Set of tasks:
A) In the CCO Review report, by what date does the Independent Panel seek formal feedback from local boards?
B) Name the three key areas of focus from the list of issues in the CCO Review report.
C) Carry on writing the CCO Review report after its financial implications section.

11.     All feedback on the CCO Review will be provided to the Independent Panel.  The Panel will report on the key issues and community and stakeholder feedback in May and will provide a final report and recommendations in July 2020.

Tātaritanga me ngā tohutohu

Analysis and advice

12.     To identify the scope of their work, the Independent Panel has distilled the essence of the review terms into a list of issues, that forms the basis of the engagement and eventual report. The list and prompts, at Attachment A, provide a structure for local boards to give feedback.

13.     The three key areas of focus set out in the list of issues are:

Issue

Area of Focus

CCO model, roles and responsibilities

The essential question here is whether the CCO model delivers council services with the maximum of operational efficiency, transparency and accountability, or whether there are better ways to deliver such services

CCO accountability

Here the key question is whether the council’s current approach to holding CCOs to account on behalf of Aucklanders could be improved

CCO culture

The central issue here is whether CCOs need to improve how they consult, engage with and respond to the wider community and council

Tauākī whakaaweawe āhuarangi

Climate impact statement

14.     Local boards have an opportunity to consider suggestions that might improve climate change outcomes/mitigation in their feedback on the CCO Review.

Ngā whakaaweawe me ngā tirohanga a te rōpū Kaunihera

Council group impacts and views

15.     The Independent Panel is engaging across the council group on the review, including:

·   the chair of the independent panel wrote introducing the panel and the review objectives to all CCO chairs and chief executives, councillors, local board chairs, chief executive of IMSB and the co-chairs of the Mana Whenua Kaitiaki Forum on 20 December 2019

·   the panel met briefly with the CCO chief executives and chairs on 28 January 2020 to discuss the proposed review process and CCO engagement. Each CCO was asked to provide the panel with key stakeholders/customers

·   individual meetings have taken place with CCO chief executives and board chairs over February and March 2020, and the panel is meeting with CCO stakeholders.

Ngā whakaaweawe ā-rohe me ngā tirohanga a te poari ā-rohe

Local impacts and local board views

16.     Local board formal feedback on the CCO Review, including issues experienced with CCOs, good practice and options for improvement, is sought by the Independent Panel by 3 April 2020.

17.     Material on the CCO Review was available at Have your Say local board events for the Annual Budget.

18.     Following the conclusion of the Independent Panel’s review, as part of the development of the next 10-year budget, local boards will have the opportunity to provide formal views on any proposals for change to the CCO model.

Tauākī whakaaweawe Māori

Māori impact statement

19.     Staff presented to the Mana Whenua Kaitiaki Forum on 19 December 2019. The panel met with one of the Forum co-chairs and mana whenua are invited to provide feedback to the panel.  Mana whenua have also been invited to a hui with panel members on 18 March 2020.

20.     The panel has met with the Independent Māori Statutory Board. 

21.     Panel members spoke on Radio Waatea to promote Māori interest and feedback on the CCO review. Material on the CCO review is being provided at mataawaka events for the Annual Budget and mataawaka organisations have been briefed on the review during the public engagement period. 

Ngā ritenga ā-pūtea

Financial implications

22.     There are no financial implications from this report.

Data lines:
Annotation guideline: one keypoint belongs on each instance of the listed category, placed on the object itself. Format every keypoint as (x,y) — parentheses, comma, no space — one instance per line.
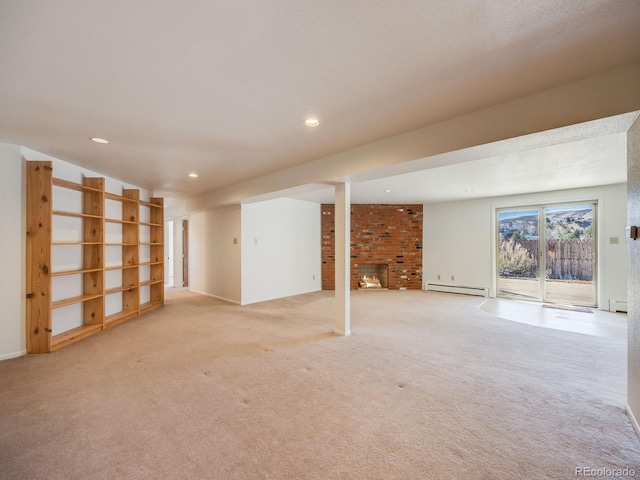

Solved tasks:
A) 3 April 2020

B)
- CCO model, roles and responsibilities
- CCO accountability
- CCO culture

C)
Ngā raru tūpono me ngā whakamaurutanga

Risks and mitigations

23.     There are no risks associated with the recommendations in this report.

Ngā koringa ā-muri

Next steps

24.     The Independent Panel is due to report on key issues, community and stakeholder feedback in May and to provide a final report, with recommendations, in July 2020.

Ngā tāpirihanga

Attachments

No.

Title

Page

a

Independent Council-Controlled Organisations Review list of issues

3

 


 

Ngā kaihaina

Signatories

Authors

Claire Gomas - Principal Advisor

Authorisers

Alastair Cameron - Manager - CCO Governance & External Partnerships

Glenn Boyd - Relationship Manager Henderson-Massey, Waitakere Ranges, Whau

 


Henderson-Massey Local Board

17 March 2020

 

 


 


Henderson-Massey Local Board

17 March 2020

 

 

Sport and Recreation Facility Investment Fund 2019/2020 - project endorsement

File No.: CP2020/03067

 

  

 

Te take mō te pūrongo

Purpose of the report

To seek endorsement from the Henderson-Massey Local Board of an application from within its local board area to the regionally contested Sport and Recreation Facility Investment Fund 2019/2020.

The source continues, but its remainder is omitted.